'''

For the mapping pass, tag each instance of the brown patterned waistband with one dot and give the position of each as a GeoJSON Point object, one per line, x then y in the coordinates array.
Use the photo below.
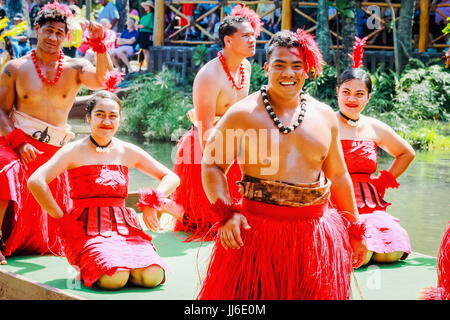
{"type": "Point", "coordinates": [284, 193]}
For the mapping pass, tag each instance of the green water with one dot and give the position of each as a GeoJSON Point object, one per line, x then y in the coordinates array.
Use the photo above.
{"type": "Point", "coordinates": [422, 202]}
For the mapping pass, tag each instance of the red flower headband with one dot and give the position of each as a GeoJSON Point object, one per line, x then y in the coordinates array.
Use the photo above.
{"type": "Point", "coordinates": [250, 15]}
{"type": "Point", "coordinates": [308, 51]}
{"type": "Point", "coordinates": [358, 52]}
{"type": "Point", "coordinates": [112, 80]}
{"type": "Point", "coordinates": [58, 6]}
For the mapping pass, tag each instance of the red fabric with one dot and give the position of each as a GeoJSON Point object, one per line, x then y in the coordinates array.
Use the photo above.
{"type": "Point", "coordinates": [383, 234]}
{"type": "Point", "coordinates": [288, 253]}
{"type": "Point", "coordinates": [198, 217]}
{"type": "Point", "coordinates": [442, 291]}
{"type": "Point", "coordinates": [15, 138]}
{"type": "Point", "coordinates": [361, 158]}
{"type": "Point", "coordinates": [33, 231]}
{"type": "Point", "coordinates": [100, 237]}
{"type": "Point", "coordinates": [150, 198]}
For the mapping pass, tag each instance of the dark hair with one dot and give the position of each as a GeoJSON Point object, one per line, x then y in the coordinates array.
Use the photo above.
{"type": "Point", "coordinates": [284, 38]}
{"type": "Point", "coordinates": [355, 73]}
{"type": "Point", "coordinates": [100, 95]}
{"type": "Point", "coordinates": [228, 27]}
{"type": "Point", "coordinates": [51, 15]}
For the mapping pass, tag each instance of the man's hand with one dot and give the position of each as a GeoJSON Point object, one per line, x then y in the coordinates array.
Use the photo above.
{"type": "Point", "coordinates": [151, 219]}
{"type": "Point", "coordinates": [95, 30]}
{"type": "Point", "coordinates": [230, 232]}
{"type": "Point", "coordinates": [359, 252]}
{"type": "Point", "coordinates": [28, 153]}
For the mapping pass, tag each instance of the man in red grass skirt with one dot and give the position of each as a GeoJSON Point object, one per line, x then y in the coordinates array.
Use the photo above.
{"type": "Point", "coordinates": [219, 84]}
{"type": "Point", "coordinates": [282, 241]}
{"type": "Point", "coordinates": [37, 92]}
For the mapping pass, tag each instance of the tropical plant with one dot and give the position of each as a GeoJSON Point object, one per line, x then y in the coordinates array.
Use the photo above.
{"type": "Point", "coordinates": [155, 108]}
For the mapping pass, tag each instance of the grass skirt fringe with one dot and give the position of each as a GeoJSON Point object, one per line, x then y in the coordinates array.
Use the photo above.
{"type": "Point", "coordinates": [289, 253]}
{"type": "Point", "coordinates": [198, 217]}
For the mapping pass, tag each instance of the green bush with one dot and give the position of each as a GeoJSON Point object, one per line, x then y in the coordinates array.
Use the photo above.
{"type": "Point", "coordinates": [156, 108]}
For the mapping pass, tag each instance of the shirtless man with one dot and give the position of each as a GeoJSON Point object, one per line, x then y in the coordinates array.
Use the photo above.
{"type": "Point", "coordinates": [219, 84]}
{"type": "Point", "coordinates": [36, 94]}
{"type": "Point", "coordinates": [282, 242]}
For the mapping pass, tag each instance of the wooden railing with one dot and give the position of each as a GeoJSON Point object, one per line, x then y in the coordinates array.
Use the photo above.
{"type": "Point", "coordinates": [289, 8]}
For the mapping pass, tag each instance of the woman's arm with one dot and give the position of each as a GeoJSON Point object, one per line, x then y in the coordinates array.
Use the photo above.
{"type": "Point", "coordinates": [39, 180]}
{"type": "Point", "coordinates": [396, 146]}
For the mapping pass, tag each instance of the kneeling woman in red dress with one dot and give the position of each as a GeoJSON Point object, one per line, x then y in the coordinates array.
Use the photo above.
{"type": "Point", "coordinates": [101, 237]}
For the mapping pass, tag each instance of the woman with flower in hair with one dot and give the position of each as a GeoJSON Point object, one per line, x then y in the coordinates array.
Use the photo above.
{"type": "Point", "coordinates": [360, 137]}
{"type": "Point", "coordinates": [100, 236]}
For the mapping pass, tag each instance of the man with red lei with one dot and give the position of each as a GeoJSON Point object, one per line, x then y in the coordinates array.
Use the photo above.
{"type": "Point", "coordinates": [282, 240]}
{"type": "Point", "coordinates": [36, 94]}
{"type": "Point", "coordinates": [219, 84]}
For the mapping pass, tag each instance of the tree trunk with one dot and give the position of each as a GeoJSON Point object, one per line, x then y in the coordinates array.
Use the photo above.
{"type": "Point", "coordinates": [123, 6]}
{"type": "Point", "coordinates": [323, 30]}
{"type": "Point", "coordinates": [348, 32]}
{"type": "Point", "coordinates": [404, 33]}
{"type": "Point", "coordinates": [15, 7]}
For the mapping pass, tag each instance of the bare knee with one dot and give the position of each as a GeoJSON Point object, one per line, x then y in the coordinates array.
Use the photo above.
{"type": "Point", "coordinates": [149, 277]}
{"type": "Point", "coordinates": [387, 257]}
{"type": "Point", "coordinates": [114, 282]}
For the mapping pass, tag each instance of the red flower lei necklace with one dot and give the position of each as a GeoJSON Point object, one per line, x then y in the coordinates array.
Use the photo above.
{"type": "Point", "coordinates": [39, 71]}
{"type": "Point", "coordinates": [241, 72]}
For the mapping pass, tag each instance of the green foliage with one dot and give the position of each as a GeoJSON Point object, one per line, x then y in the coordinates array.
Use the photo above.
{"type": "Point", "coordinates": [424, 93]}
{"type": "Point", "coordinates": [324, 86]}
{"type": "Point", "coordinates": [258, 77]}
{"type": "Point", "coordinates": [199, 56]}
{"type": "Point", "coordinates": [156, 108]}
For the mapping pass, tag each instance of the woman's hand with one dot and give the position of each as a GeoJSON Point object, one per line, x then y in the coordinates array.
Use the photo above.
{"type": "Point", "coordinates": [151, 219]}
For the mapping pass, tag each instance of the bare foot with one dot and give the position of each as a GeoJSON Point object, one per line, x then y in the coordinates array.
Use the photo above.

'''

■ Task requirements
Lay out every line of the entries above as a Markdown table with the columns "No." and "Text", numbering the rows in order and skipping blank lines. Omit the pictures from the table.

■ Task response
| No. | Text |
|---|---|
| 1 | For the mapping pass, tag each instance of the brown patterned waistband with one dot and give the position of each as a GeoJSON Point object, one per line, x then y in the coordinates array. |
| 2 | Use the photo below. |
| 3 | {"type": "Point", "coordinates": [284, 193]} |
| 4 | For the mapping pass, tag each instance of the green water with one dot and give the position of each as a GeoJSON Point object, one per line, x then y in the coordinates array. |
| 5 | Use the photo above. |
| 6 | {"type": "Point", "coordinates": [422, 202]} |
| 7 | For the mapping pass, tag each instance of the red flower headband with one dot and give the position of each as a GeoJSON Point object, one per line, x then y in the coordinates array. |
| 8 | Use the photo above. |
| 9 | {"type": "Point", "coordinates": [250, 15]} |
| 10 | {"type": "Point", "coordinates": [308, 51]} |
| 11 | {"type": "Point", "coordinates": [358, 52]} |
| 12 | {"type": "Point", "coordinates": [112, 80]} |
| 13 | {"type": "Point", "coordinates": [58, 6]} |
| 14 | For the mapping pass, tag each instance of the red fabric with one dot and give the position of each as a GeoJSON Point object, one per line, x then y in the coordinates array. |
| 15 | Use the photo above. |
| 16 | {"type": "Point", "coordinates": [383, 234]} |
| 17 | {"type": "Point", "coordinates": [288, 253]} |
| 18 | {"type": "Point", "coordinates": [198, 217]} |
| 19 | {"type": "Point", "coordinates": [442, 291]} |
| 20 | {"type": "Point", "coordinates": [15, 138]} |
| 21 | {"type": "Point", "coordinates": [361, 158]} |
| 22 | {"type": "Point", "coordinates": [33, 231]} |
| 23 | {"type": "Point", "coordinates": [100, 237]} |
| 24 | {"type": "Point", "coordinates": [150, 198]} |
| 25 | For the mapping pass, tag each instance of the dark hair with one dot and give the position of each as a GeoJSON Point object, one per line, x then y in the coordinates array. |
| 26 | Use the photo above. |
| 27 | {"type": "Point", "coordinates": [284, 38]} |
| 28 | {"type": "Point", "coordinates": [355, 73]} |
| 29 | {"type": "Point", "coordinates": [100, 95]} |
| 30 | {"type": "Point", "coordinates": [228, 27]} |
| 31 | {"type": "Point", "coordinates": [51, 15]} |
| 32 | For the mapping pass, tag each instance of the man's hand with one dot and give the position of each as a GeoJSON Point object, one per line, x then y in the coordinates array. |
| 33 | Use the photo above. |
| 34 | {"type": "Point", "coordinates": [151, 219]} |
| 35 | {"type": "Point", "coordinates": [95, 30]} |
| 36 | {"type": "Point", "coordinates": [230, 232]} |
| 37 | {"type": "Point", "coordinates": [359, 252]} |
| 38 | {"type": "Point", "coordinates": [28, 153]} |
| 39 | For the mapping pass, tag each instance of the man in red grass skirt with one dot and give the position of each as a GeoJSON Point object, one per line, x then y in the coordinates array. |
| 40 | Use the photo above. |
| 41 | {"type": "Point", "coordinates": [219, 84]} |
| 42 | {"type": "Point", "coordinates": [282, 241]} |
| 43 | {"type": "Point", "coordinates": [37, 92]} |
| 44 | For the mapping pass, tag each instance of the tropical plant with one dot and give the position of each as a GeoJSON Point object, one per line, x then y in the coordinates array. |
| 45 | Use the photo above. |
| 46 | {"type": "Point", "coordinates": [155, 108]} |
| 47 | For the mapping pass, tag each instance of the grass skirt fringe with one dot and give the position of each as a GeoJSON Point object, one per line, x then y in the coordinates array. |
| 48 | Use the photo above. |
| 49 | {"type": "Point", "coordinates": [289, 253]} |
| 50 | {"type": "Point", "coordinates": [198, 217]} |
| 51 | For the mapping pass, tag each instance of the green bush with one dot and give the position of each as a GeoJSON Point object, one per line, x then y in the coordinates array. |
| 52 | Use the photo above. |
| 53 | {"type": "Point", "coordinates": [156, 108]} |
| 54 | For the mapping pass, tag each instance of the shirtless man with one dot and give the position of each as a GeoJSON Point object, one per line, x then y in the coordinates array. |
| 55 | Use the photo above. |
| 56 | {"type": "Point", "coordinates": [219, 84]} |
| 57 | {"type": "Point", "coordinates": [36, 94]} |
| 58 | {"type": "Point", "coordinates": [282, 242]} |
| 59 | For the mapping pass, tag each instance of the wooden railing with one dot and give the position of each as a GeoJSON Point object, one per line, x then y in the coordinates array. |
| 60 | Use the photo above. |
| 61 | {"type": "Point", "coordinates": [289, 8]} |
| 62 | For the mapping pass, tag each instance of the woman's arm with one dot and give the position of each as a GeoJSON Point object, one per line, x then y in the coordinates array. |
| 63 | Use the photo above. |
| 64 | {"type": "Point", "coordinates": [39, 180]} |
| 65 | {"type": "Point", "coordinates": [396, 146]} |
| 66 | For the mapping pass, tag each instance of the kneeling woman in red dress with one dot and give the position of each as a GeoJSON Point object, one per line, x then y in the coordinates array. |
| 67 | Use the photo above. |
| 68 | {"type": "Point", "coordinates": [101, 237]} |
| 69 | For the mapping pass, tag each instance of the woman with flower in hair with one dot and give the position of each as a GeoJSON Point object, one per line, x then y in the coordinates array. |
| 70 | Use the photo above. |
| 71 | {"type": "Point", "coordinates": [360, 137]} |
| 72 | {"type": "Point", "coordinates": [100, 236]} |
| 73 | For the mapping pass, tag each instance of the man with red lei with one dot and give the position of each as a GeoJSON Point object, one per line, x then y in the coordinates array. |
| 74 | Use the photo above. |
| 75 | {"type": "Point", "coordinates": [282, 240]} |
| 76 | {"type": "Point", "coordinates": [36, 94]} |
| 77 | {"type": "Point", "coordinates": [219, 84]} |
| 78 | For the mapping pass, tag each instance of the tree trunk with one dot and give the position of each as a GeoJSON Point object, one per line, x then y in the coordinates array. |
| 79 | Use the photo above. |
| 80 | {"type": "Point", "coordinates": [123, 6]} |
| 81 | {"type": "Point", "coordinates": [323, 30]} |
| 82 | {"type": "Point", "coordinates": [348, 32]} |
| 83 | {"type": "Point", "coordinates": [404, 33]} |
| 84 | {"type": "Point", "coordinates": [15, 7]} |
| 85 | For the mapping pass, tag each instance of the bare knee with one dot and give the position of each as a GeoJSON Point object, one per line, x then y in the coordinates array. |
| 86 | Use the photo above. |
| 87 | {"type": "Point", "coordinates": [149, 277]} |
| 88 | {"type": "Point", "coordinates": [387, 257]} |
| 89 | {"type": "Point", "coordinates": [114, 282]} |
| 90 | For the mapping pass, tag each instance of the red flower lei necklace with one dot and give the position of each as a GeoJSON Point object, one per line, x then y in the coordinates array. |
| 91 | Use the photo above. |
| 92 | {"type": "Point", "coordinates": [39, 71]} |
| 93 | {"type": "Point", "coordinates": [241, 72]} |
| 94 | For the mapping pass, tag each instance of the green foliage with one dot and give the position of each as a GeoJSON Point object, one per line, x then y in the coordinates array. |
| 95 | Use the photo above. |
| 96 | {"type": "Point", "coordinates": [424, 93]} |
| 97 | {"type": "Point", "coordinates": [324, 86]} |
| 98 | {"type": "Point", "coordinates": [258, 77]} |
| 99 | {"type": "Point", "coordinates": [199, 56]} |
| 100 | {"type": "Point", "coordinates": [156, 108]} |
| 101 | For the mapping pass, tag each instance of the woman's hand with one dot and give the position of each as a GeoJSON Point object, one per line, x then y in the coordinates array. |
| 102 | Use the photo above. |
| 103 | {"type": "Point", "coordinates": [151, 219]} |
| 104 | For the mapping pass, tag each instance of the bare foot with one dot and give the position of each as a GeoJSON Point object, one per line, x then y in the coordinates array. |
| 105 | Use the photo above. |